### [WORK REQUEST]
Output every record word for word.

### [EXERCISE MATERIALS]
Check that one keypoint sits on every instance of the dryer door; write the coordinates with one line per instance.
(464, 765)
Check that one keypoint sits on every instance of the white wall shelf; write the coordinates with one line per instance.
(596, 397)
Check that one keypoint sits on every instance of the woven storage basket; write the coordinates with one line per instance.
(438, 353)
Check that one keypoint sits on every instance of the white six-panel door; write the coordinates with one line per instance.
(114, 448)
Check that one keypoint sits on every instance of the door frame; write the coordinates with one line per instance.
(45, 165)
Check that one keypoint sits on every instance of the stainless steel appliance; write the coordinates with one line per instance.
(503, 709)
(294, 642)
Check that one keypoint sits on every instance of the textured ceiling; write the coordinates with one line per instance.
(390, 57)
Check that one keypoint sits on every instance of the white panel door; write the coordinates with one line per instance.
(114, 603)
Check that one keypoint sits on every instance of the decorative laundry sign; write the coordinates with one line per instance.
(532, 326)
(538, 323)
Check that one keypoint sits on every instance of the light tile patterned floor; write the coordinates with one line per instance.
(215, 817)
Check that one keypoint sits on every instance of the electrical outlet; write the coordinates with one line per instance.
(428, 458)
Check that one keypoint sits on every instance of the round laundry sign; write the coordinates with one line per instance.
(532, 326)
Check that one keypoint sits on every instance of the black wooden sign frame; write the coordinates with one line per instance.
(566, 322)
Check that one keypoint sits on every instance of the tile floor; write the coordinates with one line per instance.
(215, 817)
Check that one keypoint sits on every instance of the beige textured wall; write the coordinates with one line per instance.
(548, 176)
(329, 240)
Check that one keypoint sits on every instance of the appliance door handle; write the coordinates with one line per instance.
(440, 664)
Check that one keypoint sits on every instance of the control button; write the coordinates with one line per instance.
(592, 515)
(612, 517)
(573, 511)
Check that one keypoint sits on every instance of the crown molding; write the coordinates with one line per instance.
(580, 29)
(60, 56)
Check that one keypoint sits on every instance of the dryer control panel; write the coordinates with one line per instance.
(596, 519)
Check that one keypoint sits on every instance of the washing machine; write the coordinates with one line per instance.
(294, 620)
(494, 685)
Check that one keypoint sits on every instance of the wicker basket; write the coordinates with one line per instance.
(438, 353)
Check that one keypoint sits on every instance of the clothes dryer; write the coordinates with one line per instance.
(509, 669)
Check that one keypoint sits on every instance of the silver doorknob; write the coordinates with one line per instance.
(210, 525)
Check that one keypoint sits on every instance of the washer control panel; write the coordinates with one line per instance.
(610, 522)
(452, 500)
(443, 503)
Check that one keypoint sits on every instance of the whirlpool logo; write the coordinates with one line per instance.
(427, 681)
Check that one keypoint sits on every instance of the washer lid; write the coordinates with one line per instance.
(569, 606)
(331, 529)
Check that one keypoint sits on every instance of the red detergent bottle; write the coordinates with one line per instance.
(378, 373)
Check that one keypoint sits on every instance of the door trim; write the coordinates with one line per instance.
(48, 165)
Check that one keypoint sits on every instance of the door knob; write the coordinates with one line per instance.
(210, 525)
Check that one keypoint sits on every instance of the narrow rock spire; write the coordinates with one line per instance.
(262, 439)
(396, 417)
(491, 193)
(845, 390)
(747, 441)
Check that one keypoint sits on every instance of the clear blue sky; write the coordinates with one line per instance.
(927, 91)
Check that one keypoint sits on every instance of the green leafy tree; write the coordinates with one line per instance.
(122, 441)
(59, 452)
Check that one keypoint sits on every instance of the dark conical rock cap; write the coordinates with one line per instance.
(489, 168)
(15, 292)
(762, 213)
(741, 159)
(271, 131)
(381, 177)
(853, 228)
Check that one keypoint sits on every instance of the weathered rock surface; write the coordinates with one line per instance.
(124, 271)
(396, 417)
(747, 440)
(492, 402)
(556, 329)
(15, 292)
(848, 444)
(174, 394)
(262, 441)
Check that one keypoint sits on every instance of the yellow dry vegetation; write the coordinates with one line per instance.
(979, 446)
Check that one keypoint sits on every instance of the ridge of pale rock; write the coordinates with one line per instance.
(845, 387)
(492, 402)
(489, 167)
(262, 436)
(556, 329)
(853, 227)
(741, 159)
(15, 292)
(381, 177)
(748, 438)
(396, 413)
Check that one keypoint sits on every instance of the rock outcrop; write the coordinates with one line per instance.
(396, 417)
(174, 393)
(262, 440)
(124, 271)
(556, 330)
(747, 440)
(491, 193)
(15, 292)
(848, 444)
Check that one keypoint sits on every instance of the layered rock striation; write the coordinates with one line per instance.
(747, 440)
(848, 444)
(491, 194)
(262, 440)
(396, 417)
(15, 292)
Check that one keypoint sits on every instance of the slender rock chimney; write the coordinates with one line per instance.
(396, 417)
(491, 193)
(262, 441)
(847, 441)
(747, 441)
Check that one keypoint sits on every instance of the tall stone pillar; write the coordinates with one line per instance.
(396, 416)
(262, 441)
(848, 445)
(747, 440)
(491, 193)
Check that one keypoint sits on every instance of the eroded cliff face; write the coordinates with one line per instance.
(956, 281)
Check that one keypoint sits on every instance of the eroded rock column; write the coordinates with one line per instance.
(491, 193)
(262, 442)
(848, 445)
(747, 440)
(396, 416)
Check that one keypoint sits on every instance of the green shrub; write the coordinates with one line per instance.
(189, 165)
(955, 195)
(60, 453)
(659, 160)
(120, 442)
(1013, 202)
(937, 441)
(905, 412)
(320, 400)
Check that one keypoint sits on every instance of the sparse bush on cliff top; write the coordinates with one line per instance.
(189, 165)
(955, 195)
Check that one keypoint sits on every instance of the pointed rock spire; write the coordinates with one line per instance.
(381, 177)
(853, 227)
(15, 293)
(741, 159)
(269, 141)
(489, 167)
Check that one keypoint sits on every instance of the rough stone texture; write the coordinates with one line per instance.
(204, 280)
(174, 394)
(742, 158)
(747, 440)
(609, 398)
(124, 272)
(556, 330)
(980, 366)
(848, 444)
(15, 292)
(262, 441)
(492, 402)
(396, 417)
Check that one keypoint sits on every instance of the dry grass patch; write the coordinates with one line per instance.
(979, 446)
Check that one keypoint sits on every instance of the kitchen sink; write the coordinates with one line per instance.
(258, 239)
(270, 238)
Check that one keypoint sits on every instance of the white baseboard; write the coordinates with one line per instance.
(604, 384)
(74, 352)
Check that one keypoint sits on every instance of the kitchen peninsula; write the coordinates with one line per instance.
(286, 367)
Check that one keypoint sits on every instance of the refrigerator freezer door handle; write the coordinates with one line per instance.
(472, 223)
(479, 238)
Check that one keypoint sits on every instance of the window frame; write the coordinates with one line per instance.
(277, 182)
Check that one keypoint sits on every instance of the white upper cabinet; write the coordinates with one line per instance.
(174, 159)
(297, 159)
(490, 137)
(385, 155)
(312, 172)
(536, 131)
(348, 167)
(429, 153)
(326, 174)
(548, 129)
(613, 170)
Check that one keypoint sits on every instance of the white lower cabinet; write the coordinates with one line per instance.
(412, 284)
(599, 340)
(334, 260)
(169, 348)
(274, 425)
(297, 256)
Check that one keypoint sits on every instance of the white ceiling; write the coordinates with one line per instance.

### [RESPONSE AREA]
Check that one keypoint sits on every instance of the dryer door; write the coordinates with one line per instance.
(464, 765)
Check that one keypoint sits on every instance of the white wall shelf; write the coordinates with one line per instance.
(596, 397)
Check that one keypoint sits on every instance of the woven storage basket; write the coordinates with one line per instance.
(438, 353)
Check that one keypoint sits on every instance of the white six-panel door; write the coordinates with one line per instance.
(114, 448)
Check that one keypoint sits on every instance of the door frame; write the coordinates with one line per instance.
(45, 165)
Check that one keypoint sits on every instance of the stainless steel appliance; write the coordinates with one line per instance.
(503, 709)
(294, 642)
Check that one keypoint sits on every instance of the textured ceiling; write the coordinates with one line per instance.
(390, 57)
Check that one keypoint sits on every instance of the white panel door; write the coordinates with one line per instance.
(114, 603)
Check that one keypoint sits on every instance of the decorative laundry sign; write the coordinates with one line per instance.
(532, 326)
(538, 323)
Check that one keypoint sits on every instance of the light tile patterned floor; write the coordinates with one line per instance.
(215, 817)
Check that one keypoint sits on every instance of the electrical outlet; write the coordinates with one line per instance.
(428, 458)
Check that one keypoint sits on every instance of the round laundry sign; write the coordinates with one line per instance.
(532, 326)
Check that one keypoint sits on every instance of the black wooden sign frame; write the coordinates with one line per instance.
(566, 322)
Check that one keypoint sits on every instance of the tile floor; write the coordinates with one line per instance.
(215, 817)
Check that one keypoint sits on every instance of the beige textured wall; write the coordinates with one line per instance.
(548, 176)
(329, 240)
Check that one keypoint sits on every instance of the appliance door handle; write the coordinates with one line per instance.
(440, 664)
Check that one keypoint sits on every instance of the control button; write the coordinates with one line per instance.
(592, 515)
(612, 517)
(573, 511)
Check that one keypoint sits on every instance of the crown molding; write the coordinates with one line per instance.
(580, 29)
(60, 56)
Check that one keypoint sits on every instance of the dryer control panel; write the coordinates with one line per instance.
(596, 519)
Check that one keypoint sits on every instance of the washing machine; write the coordinates with one line per instance.
(294, 620)
(494, 685)
Check that one keypoint sits on every instance of the wicker basket; write the coordinates with one line per instance.
(438, 353)
Check that one keypoint sits on every instance of the clothes dryer; write the coordinates with one line per instance.
(509, 669)
Check that one keypoint sits on every instance of the silver doorknob; write the coordinates with one line per instance.
(210, 525)
Check that one keypoint sits on every instance of the washer control panel; write the coordinates with one line per instance.
(610, 522)
(452, 500)
(443, 503)
Check that one keypoint sits on every instance of the whirlpool logo; write the coordinates with one line per instance.
(427, 681)
Check that one keypoint sits on every instance of the washer lid; write the coordinates with one line per instance.
(569, 606)
(331, 529)
Check that one keypoint sits on every instance of the red detergent bottle; write the coordinates with one line per instance.
(378, 373)
Check that one keypoint sits on every instance of the door trim; write the coordinates with one line per instance.
(48, 165)
Check that one keypoint sits on every instance of the door knob; write the coordinates with one line per instance.
(210, 525)
Check that one keypoint sits on every instance of the narrow rock spire; write the coordinates with one line per instance.
(262, 439)
(396, 417)
(491, 193)
(845, 390)
(747, 441)
Check that one keypoint sits on every instance of the clear blue sky; write the coordinates with one line per instance.
(927, 91)
Check that one keypoint sits on every instance of the green leafy tree; write the coordinates with one line per instance.
(122, 441)
(59, 452)
Check that one keypoint sits on every instance of the dark conical rock cap; write the coordinates with one line per instance.
(489, 168)
(15, 292)
(762, 213)
(741, 159)
(271, 131)
(381, 177)
(853, 228)
Check that one keypoint sits on every instance of the weathered rock surface; write the coordinates with one line per instance.
(124, 271)
(396, 417)
(747, 440)
(492, 402)
(556, 329)
(15, 292)
(848, 444)
(174, 394)
(262, 441)
Check that one keypoint sits on every instance of the yellow dry vegetation; write the coordinates with one line per instance.
(979, 446)
Check that one keypoint sits on every instance of the ridge of pale rock; write the coordinates with one line per instance.
(845, 387)
(492, 402)
(489, 167)
(262, 436)
(556, 329)
(853, 227)
(741, 159)
(15, 292)
(381, 177)
(748, 438)
(396, 413)
Check that one keypoint sits on every instance of the rock outcrop; write the coordinates with one line per instance.
(396, 417)
(174, 393)
(262, 440)
(124, 271)
(556, 330)
(747, 440)
(491, 193)
(15, 292)
(848, 444)
Check that one keypoint sits on every instance of the layered rock striation; write the coordinates with one line per instance.
(747, 440)
(848, 444)
(491, 194)
(262, 440)
(396, 417)
(15, 292)
Check that one keypoint sits on every instance of the slender rock chimney; write the coordinates with one line per instance.
(396, 417)
(491, 193)
(262, 441)
(847, 441)
(747, 441)
Check that one keypoint sits on every instance of the tall stone pillar; write the coordinates with one line per instance.
(396, 416)
(262, 441)
(848, 445)
(747, 440)
(491, 193)
Check that one keypoint sits on every instance of the eroded cliff face; write the coordinates with one line per instance.
(956, 281)
Check that one keypoint sits on every instance of the eroded rock column; write the coordinates with one line per instance.
(491, 193)
(262, 442)
(848, 445)
(747, 440)
(396, 416)
Check that one keypoint sits on every instance of the green shrub; write the coordinates with one line per instance.
(189, 165)
(955, 195)
(60, 453)
(659, 160)
(120, 442)
(1013, 202)
(937, 441)
(905, 412)
(320, 400)
Check that one keypoint sits on every instance of the sparse bush on cliff top; write the coordinates with one line per instance.
(189, 165)
(955, 195)
Check that one keypoint sits on every instance of the pointed rock spire; write the coordinates with one line per instance.
(381, 177)
(853, 227)
(15, 293)
(741, 159)
(269, 141)
(489, 167)
Check that one keypoint sits on every instance of the rough stone texture; write the coordinates with one line per instance.
(204, 280)
(174, 394)
(742, 158)
(747, 440)
(609, 398)
(124, 272)
(556, 330)
(980, 366)
(848, 444)
(15, 292)
(262, 441)
(492, 402)
(396, 417)
Check that one keypoint sits on every instance of the dry grass patch; write the coordinates with one line per instance.
(979, 446)
Check that one keypoint sits on every instance of the kitchen sink; write the coordinates with one line per instance.
(258, 239)
(270, 238)
Check that one keypoint sits on every instance of the white baseboard; write the coordinates with one line per instance.
(604, 384)
(74, 352)
Check that one keypoint sits on every instance of the kitchen peninsula; write the coordinates with one line per instance.
(286, 367)
Check that one keypoint sits on every instance of the refrigerator freezer door handle; write the coordinates with one line per instance.
(472, 223)
(479, 238)
Check that one keypoint sits on every instance of the window frame; write the coordinates with one line per instance.
(277, 182)
Check that one keypoint sits on every instance of the white upper cabinet; write the coordinates with one line per instance.
(174, 159)
(297, 159)
(490, 137)
(385, 155)
(312, 172)
(536, 131)
(348, 167)
(429, 153)
(326, 174)
(548, 129)
(613, 170)
Check that one keypoint sits on every instance of the white lower cabinet; write the coordinates with one line per instance.
(412, 284)
(599, 340)
(334, 260)
(169, 348)
(274, 425)
(297, 256)
Check that one keypoint sits on every instance of the white ceiling; write the coordinates with one line per instance.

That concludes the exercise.